[EXERCISE GOAL] Return the records in full, exactly as given.

[Position annotation records]
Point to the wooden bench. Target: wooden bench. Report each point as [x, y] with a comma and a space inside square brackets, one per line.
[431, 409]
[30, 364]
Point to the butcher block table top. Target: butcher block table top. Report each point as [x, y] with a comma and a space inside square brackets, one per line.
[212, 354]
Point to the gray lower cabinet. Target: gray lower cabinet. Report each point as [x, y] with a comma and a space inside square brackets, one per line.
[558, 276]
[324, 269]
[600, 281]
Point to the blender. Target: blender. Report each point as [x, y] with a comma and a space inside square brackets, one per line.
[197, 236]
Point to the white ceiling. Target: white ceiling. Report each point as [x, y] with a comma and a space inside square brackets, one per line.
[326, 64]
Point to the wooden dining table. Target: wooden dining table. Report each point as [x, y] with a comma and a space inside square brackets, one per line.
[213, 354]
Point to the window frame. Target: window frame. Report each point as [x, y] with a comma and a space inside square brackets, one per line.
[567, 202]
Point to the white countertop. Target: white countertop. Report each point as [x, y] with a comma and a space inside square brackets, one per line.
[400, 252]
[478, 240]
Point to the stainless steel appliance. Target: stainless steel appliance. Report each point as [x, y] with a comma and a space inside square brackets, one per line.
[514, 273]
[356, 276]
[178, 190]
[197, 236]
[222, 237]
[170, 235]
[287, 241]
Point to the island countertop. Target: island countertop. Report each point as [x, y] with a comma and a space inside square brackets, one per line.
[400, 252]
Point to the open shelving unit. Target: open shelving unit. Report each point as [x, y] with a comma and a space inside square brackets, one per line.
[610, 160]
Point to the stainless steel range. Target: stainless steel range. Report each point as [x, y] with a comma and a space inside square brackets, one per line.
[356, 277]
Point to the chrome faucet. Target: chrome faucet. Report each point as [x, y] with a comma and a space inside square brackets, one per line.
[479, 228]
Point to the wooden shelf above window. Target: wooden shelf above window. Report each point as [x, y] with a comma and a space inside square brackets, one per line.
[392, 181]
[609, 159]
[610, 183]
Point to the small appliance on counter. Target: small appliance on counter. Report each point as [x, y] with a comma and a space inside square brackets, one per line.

[RIGHT ANSWER]
Point to the wooden bench. Target: wooden bench. Report each point as [x, y] with a comma and a space inside square brackets, one per line.
[431, 409]
[30, 364]
Point to the butcher block table top. Target: butcher block table top. Report each point as [x, y] with a comma and a space inside square brackets, one per line.
[212, 354]
Point to the gray lower cabinet. Target: gray lower cabinet. Report each point as [x, y] with a comma and a space inside square brackets, one per line.
[558, 276]
[324, 269]
[600, 281]
Point to the blender. Target: blender. Report each point as [x, y] with a comma and a space inside square brackets, one per line.
[197, 236]
Point to the white ceiling. Target: white ceiling. Report each point as [x, y] with a comma and a space inside square brackets, one per line.
[326, 64]
Point to the wooden dining table. Target: wooden dining table. Report each point as [x, y] with a comma and a space inside square brackets, one per line.
[213, 354]
Point to the window frame. Target: window frame. Report each point as [x, y] with a comma and a space inside square brackets, one per line.
[567, 202]
Point to the white countertop. Target: white countertop. Report each point as [x, y] with a comma and a space inside square brackets, one per line.
[400, 252]
[478, 240]
Point to the stainless steel appliance. Target: stainless steel appliance. Report each point as [x, y] with a comma and a space inside square brackets, one per line.
[514, 273]
[356, 276]
[178, 190]
[197, 236]
[222, 237]
[170, 235]
[287, 241]
Point to the island countertop. Target: island countertop. Report each point as [x, y] with a comma and a space inside square brackets, one per line.
[400, 252]
Point to the open shelving unit. Target: open shelving unit. Report each point as [x, y] with a comma and a space inside square brackets, one per line.
[610, 160]
Point to the stainless steel range. Target: stainless steel range. Report each point as [x, y] with a comma and a space inside square brackets, one per line.
[356, 277]
Point to the chrome faucet. Target: chrome faucet. Report each point as [x, y] with a comma and a space inside square brackets, one per line.
[479, 228]
Point to the wooden shelf above window. Target: wooden shelf above window. Report each point as [x, y] with a comma and a space inside square brackets, one per line.
[392, 181]
[609, 159]
[610, 183]
Point to the small appliance on counter. Target: small appliance on counter. Report each point as [x, y] with a comma and a space inside square brackets, one per line.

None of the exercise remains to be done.